Stated task: Continue the text on accentus and concentus in church music from the point where it stops.

Given text:
Accentus (or Accentus Ecclesiasticus; Ecclesiastical accent) is a style of church music that emphasizes spoken word. It is often contrasted with concentus, an alternative style that emphasizes harmony. The terms accentus and concentus were probably introduced by Andreas Ornithoparchus in his Musicae Activae Micrologus, Leipzig, 1517. "Concentus might be chief ruler over all things that are sung...and Accentus over all things that are read," according to Ornithoparchus. The style is also known as liturgical recitative, though it differs in some important ways from other types of recitative.

In the medieval church, all that portion of the liturgical song which was performed by the entire choir, or by sections of it, was called concentus; thus hymns, psalms, mass ordinary, and alleluias were, generally speaking, included under this term, as well as anything with more complex or distinctive melodic contours. On the other hand, such parts of the liturgy which the priest, the deacon, the subdeacon, or the acolyte sang alone were called accentus; such were the collects, the epistle and gospel, the preface, or anything which was recited chiefly on one tone, rather than sung, by the priest or one of his assistants. The accentus should never be accompanied by harmonies, whether of voices or of instruments, although the concentus may receive such accompaniment. The intoning words Gloria in excelsis Deo and Credo in Unum Deum, being assigned to the celebrant alone, should not be repeated by the choir or accompanied by the organ or other musical instrument.

Data excerpt:
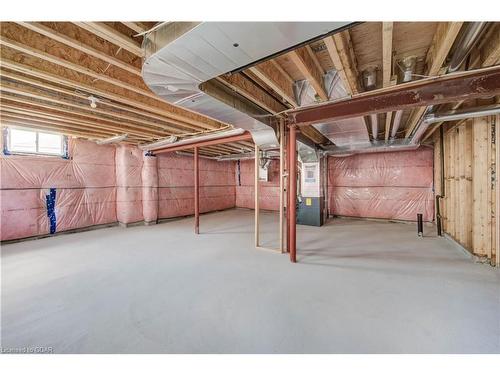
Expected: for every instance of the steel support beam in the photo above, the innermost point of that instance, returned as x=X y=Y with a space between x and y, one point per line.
x=293 y=194
x=475 y=84
x=196 y=192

Final result:
There were originally seven types of Accentus Ecclesiasticus, depending on how the voice should be inflected at the punctuation marks ending phrases or sentences. In accentus immutabilis, the voice remains at the same tone; in accentus medus it falls by a third at a colon; in accentus gravis it falls by a fifth at a period; in accentus actus it falls by a third and returns to the original tone at a comma; in accentus moderatus it rises by a second and returns to the original tone at a comma; in accentus interrogata it falls by a second and returns to the original tone at a question mark; and in accentus finalis, it rises by a second and then falls stepwise to a fourth below the original tone at the end.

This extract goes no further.